--- Given passage ---

The international meeting focused on Earth System Models, a new generation of models that aim to include all the important biogeochemical feedback processes that interact with and might influence the evolution of future climate conditions. Models used to date in climate research have generally only encompassed the physical components of the climate system.
"We see a great need to also include a broader spectrum of processes, such as biological and chemical processes in our climate models. This will give us a better understanding of humankind's effect on the climate," says Colin Jones, head of Rossby Centre, SMHI's climate research unit.
Several of the world's leading climate researchers took part in the meeting, which focused on issues related to understanding the future climate over the Nordic and Arctic regions. SMHI scientists in this field also highlighted ongoing work at SMHI and plans for future activities in the direction of Earth System Modeling.
Two current projects SMHI is involved in are; ENSEMBLES, which aims to provide a better quantification of the uncertainties inherent in future climate projections and to develop a probablistic approach to presenting future climate states; and DAMOCLES, which focuses on climate scenarios and improved observations for the Arctic.
Some of the international speakers at the meeting were Dr Ghassem Asrar, Director of the UN climate research programme WCRP, and Professor Peter Cox of the UK Met Office, also Met Office Chair in Climate System Dynamics at the University of Exeter, one of the world's leading experts on the interaction between climate and vegetation.
Professor Vladimir Kattsov, Director of the St Petersburg Main Geophysical Observatory, spoke about climate change in the Arctic. Professor Pavel Kabat, Director of the Earth System Science Centre at the Wageningen University and Research Centre, the Netherlands, discussed the link between society and climate change.

--- Given information ---

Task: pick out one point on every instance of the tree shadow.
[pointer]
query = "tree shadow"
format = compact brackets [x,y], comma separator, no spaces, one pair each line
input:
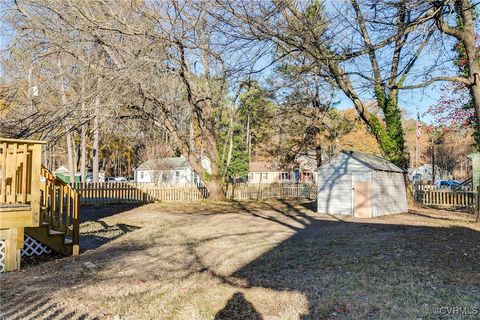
[238,307]
[345,269]
[101,211]
[340,265]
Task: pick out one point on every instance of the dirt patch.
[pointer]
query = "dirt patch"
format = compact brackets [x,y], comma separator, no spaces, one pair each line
[247,260]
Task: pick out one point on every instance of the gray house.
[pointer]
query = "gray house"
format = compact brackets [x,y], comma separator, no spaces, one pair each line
[361,185]
[170,171]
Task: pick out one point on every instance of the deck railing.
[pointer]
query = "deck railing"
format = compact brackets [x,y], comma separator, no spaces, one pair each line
[60,207]
[20,162]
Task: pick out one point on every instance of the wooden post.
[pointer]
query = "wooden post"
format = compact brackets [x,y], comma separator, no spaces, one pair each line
[477,218]
[76,226]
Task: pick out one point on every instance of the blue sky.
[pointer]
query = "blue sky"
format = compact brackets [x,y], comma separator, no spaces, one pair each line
[409,100]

---

> _Problem to work on_:
Transcribe the passage on the Earth System Models meeting starting with "Some of the" and going on through "climate and vegetation.". The data has no connection to the text.

> _Result_:
Some of the international speakers at the meeting were Dr Ghassem Asrar, Director of the UN climate research programme WCRP, and Professor Peter Cox of the UK Met Office, also Met Office Chair in Climate System Dynamics at the University of Exeter, one of the world's leading experts on the interaction between climate and vegetation.